**To do:**
Your answer should consist of the lines below that hold the word "table".

**The records:**
━━━━━━━━━━━━━━━━

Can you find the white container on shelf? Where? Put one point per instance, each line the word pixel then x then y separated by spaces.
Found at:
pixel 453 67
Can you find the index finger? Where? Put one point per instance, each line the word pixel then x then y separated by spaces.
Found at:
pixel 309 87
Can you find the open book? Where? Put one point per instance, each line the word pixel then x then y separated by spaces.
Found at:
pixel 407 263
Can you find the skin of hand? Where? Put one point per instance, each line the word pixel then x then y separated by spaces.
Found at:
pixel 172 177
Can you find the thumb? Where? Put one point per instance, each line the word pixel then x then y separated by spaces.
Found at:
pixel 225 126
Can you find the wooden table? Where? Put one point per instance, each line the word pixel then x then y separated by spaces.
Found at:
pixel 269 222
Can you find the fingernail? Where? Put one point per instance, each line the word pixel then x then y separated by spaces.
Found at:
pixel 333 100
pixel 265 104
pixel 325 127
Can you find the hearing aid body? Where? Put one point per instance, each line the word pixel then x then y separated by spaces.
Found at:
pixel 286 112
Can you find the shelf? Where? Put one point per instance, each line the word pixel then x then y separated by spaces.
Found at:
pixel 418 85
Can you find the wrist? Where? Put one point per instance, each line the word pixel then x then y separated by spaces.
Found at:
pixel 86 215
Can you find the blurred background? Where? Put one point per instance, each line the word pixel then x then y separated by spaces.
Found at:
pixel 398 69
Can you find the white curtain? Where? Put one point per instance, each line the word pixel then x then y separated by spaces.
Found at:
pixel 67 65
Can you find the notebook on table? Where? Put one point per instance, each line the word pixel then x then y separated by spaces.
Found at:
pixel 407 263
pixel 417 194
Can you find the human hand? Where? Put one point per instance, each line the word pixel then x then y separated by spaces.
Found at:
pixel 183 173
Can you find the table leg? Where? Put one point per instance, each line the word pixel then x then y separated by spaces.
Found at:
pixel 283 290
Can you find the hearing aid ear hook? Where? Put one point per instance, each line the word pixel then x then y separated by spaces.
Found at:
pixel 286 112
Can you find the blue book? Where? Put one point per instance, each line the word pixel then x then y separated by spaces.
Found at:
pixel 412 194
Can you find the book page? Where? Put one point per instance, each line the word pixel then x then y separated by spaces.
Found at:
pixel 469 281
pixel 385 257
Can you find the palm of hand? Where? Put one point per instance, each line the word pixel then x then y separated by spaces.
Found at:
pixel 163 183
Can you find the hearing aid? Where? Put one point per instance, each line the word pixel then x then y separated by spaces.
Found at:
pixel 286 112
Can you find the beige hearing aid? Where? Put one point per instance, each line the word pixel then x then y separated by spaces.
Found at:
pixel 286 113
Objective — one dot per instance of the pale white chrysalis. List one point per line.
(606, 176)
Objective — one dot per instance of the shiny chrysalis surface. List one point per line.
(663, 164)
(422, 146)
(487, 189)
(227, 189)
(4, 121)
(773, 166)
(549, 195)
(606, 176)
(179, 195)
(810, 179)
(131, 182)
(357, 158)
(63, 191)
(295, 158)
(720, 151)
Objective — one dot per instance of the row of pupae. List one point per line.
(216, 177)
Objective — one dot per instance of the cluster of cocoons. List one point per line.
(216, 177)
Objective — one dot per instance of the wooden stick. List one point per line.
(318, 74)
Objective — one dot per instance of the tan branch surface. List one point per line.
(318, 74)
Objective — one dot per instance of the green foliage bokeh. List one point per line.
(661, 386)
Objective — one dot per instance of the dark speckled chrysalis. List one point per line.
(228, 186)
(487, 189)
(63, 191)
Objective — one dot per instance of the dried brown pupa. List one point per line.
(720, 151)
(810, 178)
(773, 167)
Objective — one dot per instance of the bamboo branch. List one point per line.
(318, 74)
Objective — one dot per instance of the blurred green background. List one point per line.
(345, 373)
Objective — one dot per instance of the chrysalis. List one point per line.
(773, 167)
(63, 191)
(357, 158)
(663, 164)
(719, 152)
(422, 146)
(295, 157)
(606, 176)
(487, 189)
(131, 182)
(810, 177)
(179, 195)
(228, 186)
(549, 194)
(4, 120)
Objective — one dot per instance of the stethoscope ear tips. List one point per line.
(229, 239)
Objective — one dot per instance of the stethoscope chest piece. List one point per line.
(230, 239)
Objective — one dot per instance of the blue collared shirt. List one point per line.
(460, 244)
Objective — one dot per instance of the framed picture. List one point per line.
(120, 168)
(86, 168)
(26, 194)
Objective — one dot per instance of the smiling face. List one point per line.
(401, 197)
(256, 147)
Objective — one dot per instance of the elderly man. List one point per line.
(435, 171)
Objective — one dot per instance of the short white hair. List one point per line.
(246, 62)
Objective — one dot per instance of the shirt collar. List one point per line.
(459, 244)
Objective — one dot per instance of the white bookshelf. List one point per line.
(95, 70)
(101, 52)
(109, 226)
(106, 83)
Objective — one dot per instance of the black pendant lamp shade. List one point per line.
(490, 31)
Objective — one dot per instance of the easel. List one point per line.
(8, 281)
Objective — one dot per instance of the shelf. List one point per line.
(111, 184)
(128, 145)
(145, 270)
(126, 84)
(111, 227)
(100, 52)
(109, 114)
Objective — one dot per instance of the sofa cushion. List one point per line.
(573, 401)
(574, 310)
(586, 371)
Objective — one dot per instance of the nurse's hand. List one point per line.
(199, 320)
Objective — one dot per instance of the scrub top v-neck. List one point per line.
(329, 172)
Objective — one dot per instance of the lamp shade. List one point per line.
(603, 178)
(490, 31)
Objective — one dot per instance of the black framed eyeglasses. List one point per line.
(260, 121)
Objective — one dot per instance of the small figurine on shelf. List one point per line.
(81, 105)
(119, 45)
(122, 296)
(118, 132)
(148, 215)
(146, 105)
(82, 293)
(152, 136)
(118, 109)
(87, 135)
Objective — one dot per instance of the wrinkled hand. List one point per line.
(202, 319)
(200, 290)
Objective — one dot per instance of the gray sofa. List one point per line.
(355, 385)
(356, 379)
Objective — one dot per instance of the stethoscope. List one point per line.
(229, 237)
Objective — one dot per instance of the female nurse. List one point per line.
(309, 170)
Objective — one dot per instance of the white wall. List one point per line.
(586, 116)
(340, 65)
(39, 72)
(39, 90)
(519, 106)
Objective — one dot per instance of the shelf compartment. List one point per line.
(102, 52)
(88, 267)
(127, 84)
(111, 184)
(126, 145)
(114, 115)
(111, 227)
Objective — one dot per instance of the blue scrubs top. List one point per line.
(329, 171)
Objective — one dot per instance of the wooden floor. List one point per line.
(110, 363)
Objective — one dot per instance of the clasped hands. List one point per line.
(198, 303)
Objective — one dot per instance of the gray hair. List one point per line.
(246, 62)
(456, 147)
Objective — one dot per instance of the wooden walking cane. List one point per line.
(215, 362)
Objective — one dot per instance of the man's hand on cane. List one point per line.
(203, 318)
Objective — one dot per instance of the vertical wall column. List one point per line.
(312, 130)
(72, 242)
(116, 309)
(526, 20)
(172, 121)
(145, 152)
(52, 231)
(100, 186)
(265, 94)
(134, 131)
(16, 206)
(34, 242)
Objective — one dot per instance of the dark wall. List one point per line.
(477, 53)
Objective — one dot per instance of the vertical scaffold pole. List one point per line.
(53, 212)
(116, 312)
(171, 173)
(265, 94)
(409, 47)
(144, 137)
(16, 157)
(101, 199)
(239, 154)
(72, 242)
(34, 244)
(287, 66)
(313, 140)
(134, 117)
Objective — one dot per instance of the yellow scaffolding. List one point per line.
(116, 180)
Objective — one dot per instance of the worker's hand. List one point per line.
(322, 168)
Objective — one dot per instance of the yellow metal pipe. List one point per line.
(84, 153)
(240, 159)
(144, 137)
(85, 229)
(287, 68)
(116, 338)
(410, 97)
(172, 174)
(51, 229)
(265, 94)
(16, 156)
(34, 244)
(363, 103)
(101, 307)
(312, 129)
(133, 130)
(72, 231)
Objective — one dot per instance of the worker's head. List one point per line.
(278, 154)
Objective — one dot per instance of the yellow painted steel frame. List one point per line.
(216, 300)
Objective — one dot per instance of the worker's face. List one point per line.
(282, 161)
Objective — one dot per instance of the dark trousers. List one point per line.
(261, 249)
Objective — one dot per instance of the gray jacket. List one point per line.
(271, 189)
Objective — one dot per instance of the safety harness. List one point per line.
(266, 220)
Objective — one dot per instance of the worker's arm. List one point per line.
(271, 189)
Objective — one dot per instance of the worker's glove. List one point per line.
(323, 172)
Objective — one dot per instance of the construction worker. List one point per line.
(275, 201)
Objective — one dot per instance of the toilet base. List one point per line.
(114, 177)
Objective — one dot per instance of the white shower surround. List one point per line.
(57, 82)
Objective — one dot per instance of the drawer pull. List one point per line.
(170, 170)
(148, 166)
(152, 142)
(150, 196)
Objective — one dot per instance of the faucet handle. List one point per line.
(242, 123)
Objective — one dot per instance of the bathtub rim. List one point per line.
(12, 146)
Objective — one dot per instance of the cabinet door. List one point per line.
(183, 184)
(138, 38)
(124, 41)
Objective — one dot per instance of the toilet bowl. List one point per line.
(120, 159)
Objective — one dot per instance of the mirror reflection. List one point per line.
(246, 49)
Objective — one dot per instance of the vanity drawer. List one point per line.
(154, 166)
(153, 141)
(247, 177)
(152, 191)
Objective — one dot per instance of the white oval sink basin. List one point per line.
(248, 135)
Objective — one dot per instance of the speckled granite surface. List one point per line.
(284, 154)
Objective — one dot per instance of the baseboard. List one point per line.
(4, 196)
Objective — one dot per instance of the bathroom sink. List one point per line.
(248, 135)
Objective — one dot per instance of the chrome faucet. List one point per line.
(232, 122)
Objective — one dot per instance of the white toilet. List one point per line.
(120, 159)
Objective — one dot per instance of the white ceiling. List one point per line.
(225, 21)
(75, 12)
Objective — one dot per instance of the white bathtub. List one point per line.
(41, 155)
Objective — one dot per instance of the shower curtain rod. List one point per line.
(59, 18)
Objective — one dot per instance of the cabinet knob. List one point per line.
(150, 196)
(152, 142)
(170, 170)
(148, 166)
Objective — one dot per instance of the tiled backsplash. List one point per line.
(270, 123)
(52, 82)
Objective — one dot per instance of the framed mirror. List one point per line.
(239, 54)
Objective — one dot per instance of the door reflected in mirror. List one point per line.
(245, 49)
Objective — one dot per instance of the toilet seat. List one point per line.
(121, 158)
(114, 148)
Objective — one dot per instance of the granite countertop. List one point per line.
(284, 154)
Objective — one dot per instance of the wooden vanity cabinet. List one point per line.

━━━━━━━━━━━━━━━━

**Result for this exercise:**
Can you find the wooden table? Where? Put one point per instance, each line the word pixel then x then y separated by spaces.
Can you find the notebook on table? Where? Put one point per instance, each line the word pixel then x then y separated by spaces.
Can you find the table leg? Where? Put one point per instance, each line the word pixel then x then y separated by spaces.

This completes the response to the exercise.